[Object outline annotations]
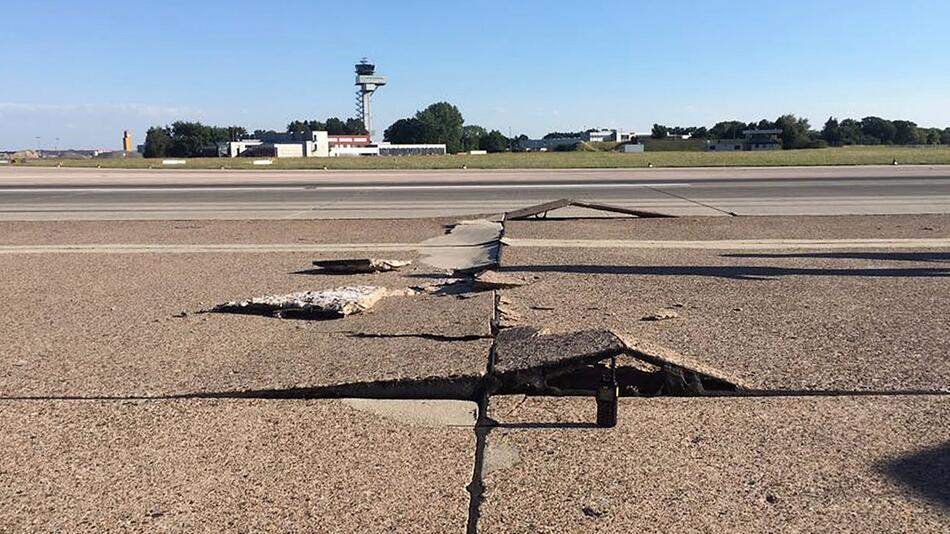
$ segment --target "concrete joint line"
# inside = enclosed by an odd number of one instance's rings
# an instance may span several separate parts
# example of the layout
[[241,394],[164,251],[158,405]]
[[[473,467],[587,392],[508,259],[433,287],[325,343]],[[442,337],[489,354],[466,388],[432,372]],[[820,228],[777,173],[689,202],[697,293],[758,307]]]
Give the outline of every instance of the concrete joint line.
[[857,248],[950,248],[950,239],[731,239],[711,241],[636,241],[624,239],[519,239],[502,243],[520,248],[620,248],[696,250],[857,249]]

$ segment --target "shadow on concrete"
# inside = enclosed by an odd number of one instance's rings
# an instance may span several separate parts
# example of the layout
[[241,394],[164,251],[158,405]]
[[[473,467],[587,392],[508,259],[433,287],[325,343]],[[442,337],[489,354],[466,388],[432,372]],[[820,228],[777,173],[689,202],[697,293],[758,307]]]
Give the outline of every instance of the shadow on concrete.
[[495,428],[505,428],[505,429],[528,429],[528,430],[539,430],[539,429],[556,429],[556,430],[590,430],[590,429],[601,429],[595,423],[499,423]]
[[816,258],[828,260],[884,260],[950,263],[950,252],[798,252],[791,254],[722,254],[723,258]]
[[848,276],[874,278],[950,277],[950,267],[913,269],[811,269],[765,266],[703,265],[510,265],[509,273],[571,273],[638,276],[705,276],[732,280],[774,280],[782,276]]
[[881,463],[878,470],[928,501],[950,509],[950,441]]

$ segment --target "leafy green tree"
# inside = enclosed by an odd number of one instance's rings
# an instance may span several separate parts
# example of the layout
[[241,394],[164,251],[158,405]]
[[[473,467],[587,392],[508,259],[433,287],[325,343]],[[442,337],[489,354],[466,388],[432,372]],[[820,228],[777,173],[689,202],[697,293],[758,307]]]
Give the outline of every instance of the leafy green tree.
[[508,149],[508,138],[498,130],[492,130],[479,140],[479,148],[488,152],[504,152]]
[[462,124],[459,109],[448,102],[437,102],[416,113],[426,143],[445,143],[449,153],[462,149]]
[[152,126],[145,132],[144,156],[146,158],[163,158],[168,155],[171,144],[171,132],[167,127]]
[[821,130],[821,138],[830,146],[842,145],[841,123],[838,122],[838,119],[834,117],[828,119],[828,122],[825,123],[825,127]]
[[462,150],[465,152],[478,150],[482,137],[488,135],[488,130],[475,124],[462,126]]
[[247,137],[247,129],[243,126],[228,126],[228,141],[237,141]]
[[864,144],[864,132],[861,131],[860,122],[854,119],[844,119],[841,121],[840,131],[842,145]]
[[[218,132],[200,122],[176,121],[171,126],[172,144],[168,155],[179,158],[199,156],[218,139]],[[226,138],[227,135],[224,134]]]
[[811,126],[808,124],[808,119],[804,117],[782,115],[775,120],[775,128],[782,130],[782,148],[786,150],[807,148],[811,144],[811,138],[808,135]]
[[293,121],[287,125],[288,133],[310,133],[326,131],[327,125],[320,121]]
[[894,121],[894,143],[912,145],[918,141],[917,124],[910,121]]
[[389,128],[386,128],[386,131],[383,133],[383,139],[396,144],[422,143],[424,142],[422,123],[415,117],[399,119]]
[[861,119],[861,132],[867,144],[892,145],[897,137],[897,127],[894,123],[880,117]]
[[327,119],[327,133],[330,135],[347,135],[350,132],[346,127],[346,122],[337,117],[330,117]]
[[749,125],[739,121],[723,121],[717,123],[709,130],[710,139],[739,139],[742,137],[742,131],[748,129]]

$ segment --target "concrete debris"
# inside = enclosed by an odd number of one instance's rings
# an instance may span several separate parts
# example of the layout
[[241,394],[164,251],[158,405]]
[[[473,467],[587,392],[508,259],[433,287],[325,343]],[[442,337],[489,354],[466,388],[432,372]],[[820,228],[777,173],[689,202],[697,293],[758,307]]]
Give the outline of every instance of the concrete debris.
[[501,273],[498,271],[482,271],[475,275],[475,289],[511,289],[530,284],[534,280],[526,276]]
[[572,394],[593,391],[599,364],[617,358],[640,363],[618,367],[618,382],[638,395],[704,395],[743,388],[723,373],[675,352],[607,330],[542,334],[535,328],[501,330],[495,338],[493,373],[506,393]]
[[661,369],[676,367],[701,375],[702,380],[710,388],[732,391],[749,389],[746,384],[736,377],[728,376],[719,369],[690,358],[685,354],[680,354],[672,349],[630,334],[614,332],[614,335],[623,342],[627,354],[641,361],[656,365]]
[[502,230],[501,223],[495,221],[461,221],[447,234],[420,243],[420,261],[459,274],[494,267],[498,265]]
[[278,318],[335,319],[372,308],[383,297],[406,295],[375,286],[348,286],[288,295],[267,295],[232,301],[212,308],[219,313],[244,313]]
[[623,353],[623,342],[606,330],[541,335],[536,328],[502,330],[495,339],[495,373],[512,386],[543,386],[544,374],[570,371]]
[[396,271],[412,265],[411,261],[361,258],[352,260],[317,260],[314,265],[328,273],[361,274]]
[[655,211],[632,210],[628,208],[622,208],[620,206],[611,206],[609,204],[597,204],[593,202],[583,202],[580,200],[573,200],[570,198],[562,198],[561,200],[546,202],[544,204],[538,204],[536,206],[529,206],[527,208],[523,208],[520,210],[509,211],[505,213],[505,220],[515,221],[518,219],[527,219],[528,217],[538,217],[538,216],[547,217],[547,214],[549,211],[566,208],[568,206],[574,206],[578,208],[587,208],[587,209],[592,209],[592,210],[597,210],[597,211],[606,211],[609,213],[620,213],[623,215],[632,215],[634,217],[641,217],[641,218],[670,217],[670,215],[657,213]]
[[680,314],[676,313],[670,309],[659,310],[656,313],[651,313],[649,315],[644,315],[640,318],[641,321],[668,321],[670,319],[676,319]]

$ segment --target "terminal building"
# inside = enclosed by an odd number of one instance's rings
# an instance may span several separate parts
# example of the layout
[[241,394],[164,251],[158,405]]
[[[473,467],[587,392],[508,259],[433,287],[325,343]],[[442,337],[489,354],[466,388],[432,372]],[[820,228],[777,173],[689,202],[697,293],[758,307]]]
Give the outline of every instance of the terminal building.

§ What this task involves:
Convert every line of the listing into a JSON list of strings with one string per line, skipping blank lines. Leave the pictures out of the answer.

§ Solution to this problem:
[
  "$ segment --target \"concrete joint line\"",
  "# inside = enclosed by an odd number of one instance's rings",
  "# an instance may span several separate parts",
  "# example of the layout",
  "[[241,394],[164,251],[158,405]]",
  "[[[473,467],[587,392],[508,259],[433,287],[325,343]],[[442,337],[489,354],[466,388],[432,372]],[[820,228],[777,173],[689,202],[697,293],[758,307]]]",
  "Give the outline of every instance of the concrete joint line.",
  "[[857,248],[950,248],[950,239],[731,239],[711,241],[636,241],[624,239],[519,239],[502,243],[520,248],[620,248],[696,250],[857,249]]",
  "$ segment --target \"shadow on concrete\"",
  "# inside = enclosed by an odd number of one instance's rings",
  "# an instance may span several separate parts",
  "# example of the layout",
  "[[241,394],[164,251],[158,405]]",
  "[[[473,467],[587,392],[508,259],[433,287],[325,343]],[[442,337],[489,354],[466,388],[432,372]],[[820,228],[777,173],[689,202],[697,293],[758,307]]]",
  "Give the outline of every instance of the shadow on concrete.",
  "[[495,428],[505,428],[505,429],[528,429],[528,430],[539,430],[539,429],[556,429],[556,430],[590,430],[590,429],[601,429],[595,423],[499,423]]",
  "[[816,258],[828,260],[884,260],[950,263],[950,252],[798,252],[791,254],[722,254],[723,258]]",
  "[[848,276],[874,278],[950,277],[950,267],[913,269],[811,269],[765,266],[703,265],[510,265],[509,273],[571,273],[638,276],[705,276],[732,280],[774,280],[782,276]]",
  "[[881,463],[878,470],[928,501],[950,509],[950,441]]",
  "$ segment --target \"leafy green tree\"",
  "# inside = enclosed by an odd number of one instance's rings",
  "# an instance may span several separate parts",
  "# example of the layout",
  "[[241,394],[164,251],[158,405]]",
  "[[[473,467],[587,392],[508,259],[433,287],[325,343]],[[442,337],[489,354],[466,388],[432,372]],[[820,228],[777,173],[689,202],[697,293],[758,307]]]",
  "Give the outline of every instance of the leafy green tree.",
  "[[508,149],[508,138],[498,130],[492,130],[479,140],[479,148],[488,152],[504,152]]",
  "[[462,124],[459,109],[448,102],[437,102],[416,113],[426,143],[445,143],[449,153],[462,149]]",
  "[[152,126],[145,132],[144,156],[146,158],[163,158],[168,155],[171,144],[171,132],[167,127]]",
  "[[821,130],[821,138],[830,146],[842,145],[841,123],[838,122],[838,119],[834,117],[828,119],[828,122],[825,123],[825,127]]",
  "[[462,150],[465,152],[478,150],[482,137],[488,135],[488,130],[475,124],[462,126]]",
  "[[247,137],[247,129],[243,126],[228,126],[228,141],[237,141]]",
  "[[864,144],[864,132],[861,131],[860,122],[854,119],[844,119],[841,121],[840,131],[842,145]]",
  "[[[218,132],[200,122],[176,121],[171,126],[172,144],[168,155],[179,158],[199,156],[218,139]],[[226,138],[227,135],[224,134]]]",
  "[[811,126],[808,124],[808,119],[804,117],[782,115],[775,120],[775,128],[782,130],[782,148],[786,150],[807,148],[811,144],[811,138],[808,135]]",
  "[[293,121],[287,125],[288,133],[310,133],[326,131],[327,125],[320,121]]",
  "[[894,121],[894,143],[912,145],[918,141],[917,124],[910,121]]",
  "[[389,128],[386,128],[386,131],[383,133],[383,139],[396,144],[422,143],[424,142],[422,123],[415,117],[399,119]]",
  "[[861,119],[861,132],[867,144],[892,145],[897,137],[897,127],[894,123],[880,117]]",
  "[[327,119],[327,133],[330,135],[347,135],[350,132],[346,127],[346,122],[337,117],[330,117]]",
  "[[749,125],[739,121],[723,121],[717,123],[709,130],[710,139],[739,139],[742,137],[742,131],[748,129]]",
  "$ segment --target \"concrete debris\"",
  "# inside = enclosed by an odd number of one instance's rings",
  "# an instance may span several separate parts",
  "# example of the layout",
  "[[241,394],[164,251],[158,405]]",
  "[[[473,467],[587,392],[508,259],[433,287],[325,343]],[[442,337],[489,354],[466,388],[432,372]],[[820,228],[777,173],[689,202],[697,293],[758,307]]]",
  "Give the outline of every instance of the concrete debris.",
  "[[501,273],[498,271],[482,271],[475,275],[475,289],[511,289],[530,284],[534,280],[526,276]]",
  "[[572,394],[593,391],[599,364],[617,358],[640,363],[618,367],[618,382],[638,395],[704,395],[743,388],[723,373],[675,352],[607,330],[542,334],[535,328],[501,330],[495,338],[493,373],[506,393]]",
  "[[661,369],[676,367],[701,375],[702,380],[710,388],[732,391],[749,389],[746,384],[736,377],[728,376],[719,369],[690,358],[685,354],[680,354],[672,349],[630,334],[614,332],[614,335],[623,342],[627,354],[641,361],[656,365]]",
  "[[502,230],[501,223],[495,221],[461,221],[447,234],[420,243],[420,261],[459,274],[494,267],[498,265]]",
  "[[278,318],[335,319],[372,308],[383,297],[406,295],[375,286],[348,286],[288,295],[267,295],[232,301],[212,308],[219,313],[244,313]]",
  "[[623,353],[623,342],[606,330],[541,335],[536,328],[502,330],[495,339],[495,373],[512,386],[543,386],[544,374],[570,371]]",
  "[[396,271],[412,265],[411,261],[361,258],[352,260],[317,260],[314,265],[328,273],[361,274]]",
  "[[655,211],[632,210],[628,208],[622,208],[620,206],[611,206],[609,204],[597,204],[593,202],[583,202],[580,200],[573,200],[570,198],[562,198],[561,200],[546,202],[544,204],[538,204],[536,206],[529,206],[527,208],[523,208],[520,210],[509,211],[505,213],[505,220],[515,221],[518,219],[527,219],[528,217],[538,217],[538,216],[547,217],[547,214],[549,211],[566,208],[568,206],[574,206],[578,208],[587,208],[587,209],[592,209],[592,210],[597,210],[597,211],[606,211],[609,213],[620,213],[623,215],[632,215],[634,217],[641,217],[641,218],[670,217],[670,215],[657,213]]",
  "[[680,314],[676,313],[670,309],[659,310],[656,313],[651,313],[649,315],[644,315],[640,318],[641,321],[668,321],[670,319],[676,319]]",
  "$ segment --target \"terminal building\"",
  "# inside = enclosed by an odd number of one instance's rings",
  "# an instance may span several separate parts",
  "# example of the layout",
  "[[241,394],[164,251],[158,405]]",
  "[[[473,467],[587,392],[508,259],[433,287],[325,343]],[[442,337],[489,354],[466,388],[432,372]],[[820,228],[777,173],[689,202],[697,293],[758,307]]]",
  "Give the outline of every instance of the terminal building."
]